*EXERCISE AIM:*
Rewrite the rows from the line containing "[outline] lexus emblem" through the end of the rows, keeping the requests, and add -53 to every coordinate in the answer outlines.

*AVAILABLE RECORDS:*

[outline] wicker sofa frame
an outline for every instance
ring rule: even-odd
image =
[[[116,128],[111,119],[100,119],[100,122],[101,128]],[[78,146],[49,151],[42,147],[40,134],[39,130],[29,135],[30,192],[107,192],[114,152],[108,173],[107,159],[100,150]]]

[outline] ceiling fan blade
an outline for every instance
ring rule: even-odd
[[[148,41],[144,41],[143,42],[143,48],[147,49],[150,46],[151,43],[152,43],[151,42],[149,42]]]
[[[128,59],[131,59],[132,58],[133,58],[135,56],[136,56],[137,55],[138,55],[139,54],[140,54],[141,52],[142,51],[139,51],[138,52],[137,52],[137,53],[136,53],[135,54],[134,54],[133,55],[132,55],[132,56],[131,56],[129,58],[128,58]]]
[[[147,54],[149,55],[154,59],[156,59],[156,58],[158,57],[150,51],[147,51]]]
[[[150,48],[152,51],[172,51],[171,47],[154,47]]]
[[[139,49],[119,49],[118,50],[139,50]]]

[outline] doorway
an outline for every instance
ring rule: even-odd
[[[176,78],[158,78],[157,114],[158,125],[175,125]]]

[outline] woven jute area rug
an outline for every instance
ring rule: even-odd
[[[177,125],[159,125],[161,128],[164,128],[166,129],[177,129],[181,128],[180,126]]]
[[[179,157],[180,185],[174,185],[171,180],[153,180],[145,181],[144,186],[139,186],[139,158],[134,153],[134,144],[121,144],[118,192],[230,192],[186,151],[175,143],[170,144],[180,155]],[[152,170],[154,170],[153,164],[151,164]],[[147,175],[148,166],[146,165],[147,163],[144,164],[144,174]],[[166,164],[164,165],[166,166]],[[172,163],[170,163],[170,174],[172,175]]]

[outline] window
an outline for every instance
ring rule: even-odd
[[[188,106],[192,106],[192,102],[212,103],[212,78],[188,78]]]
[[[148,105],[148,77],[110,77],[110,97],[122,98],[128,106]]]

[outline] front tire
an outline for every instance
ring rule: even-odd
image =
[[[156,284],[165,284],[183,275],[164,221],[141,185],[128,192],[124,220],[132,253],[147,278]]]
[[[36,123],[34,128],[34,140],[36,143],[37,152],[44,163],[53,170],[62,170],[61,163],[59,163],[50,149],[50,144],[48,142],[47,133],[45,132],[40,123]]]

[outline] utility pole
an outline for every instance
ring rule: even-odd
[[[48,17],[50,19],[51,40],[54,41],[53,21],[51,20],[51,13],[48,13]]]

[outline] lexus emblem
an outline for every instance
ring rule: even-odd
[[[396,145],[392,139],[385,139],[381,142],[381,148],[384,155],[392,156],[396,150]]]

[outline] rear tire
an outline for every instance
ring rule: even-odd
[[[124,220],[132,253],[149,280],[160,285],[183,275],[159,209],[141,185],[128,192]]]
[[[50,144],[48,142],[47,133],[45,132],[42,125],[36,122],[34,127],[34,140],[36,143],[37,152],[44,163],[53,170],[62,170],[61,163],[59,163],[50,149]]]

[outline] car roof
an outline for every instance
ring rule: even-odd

*ANSWER TO THIS PROBLEM:*
[outline] lexus emblem
an outline for every instance
ring rule: even-odd
[[[343,92],[339,86],[332,86],[328,89],[328,95],[331,102],[339,103],[343,97]]]

[outline] rear tire
an outline for every instance
ring rule: even-odd
[[[71,167],[79,200],[96,227],[107,232],[130,222],[106,156],[88,132],[75,139]]]
[[[-3,91],[-5,89],[-6,80],[-8,79],[-11,72],[-17,69],[-19,74],[-19,87],[-17,90],[-16,99],[-9,110],[0,117],[9,117],[8,110],[6,110],[-3,96]]]

[outline] car roof
an outline for every instance
ring rule: even-odd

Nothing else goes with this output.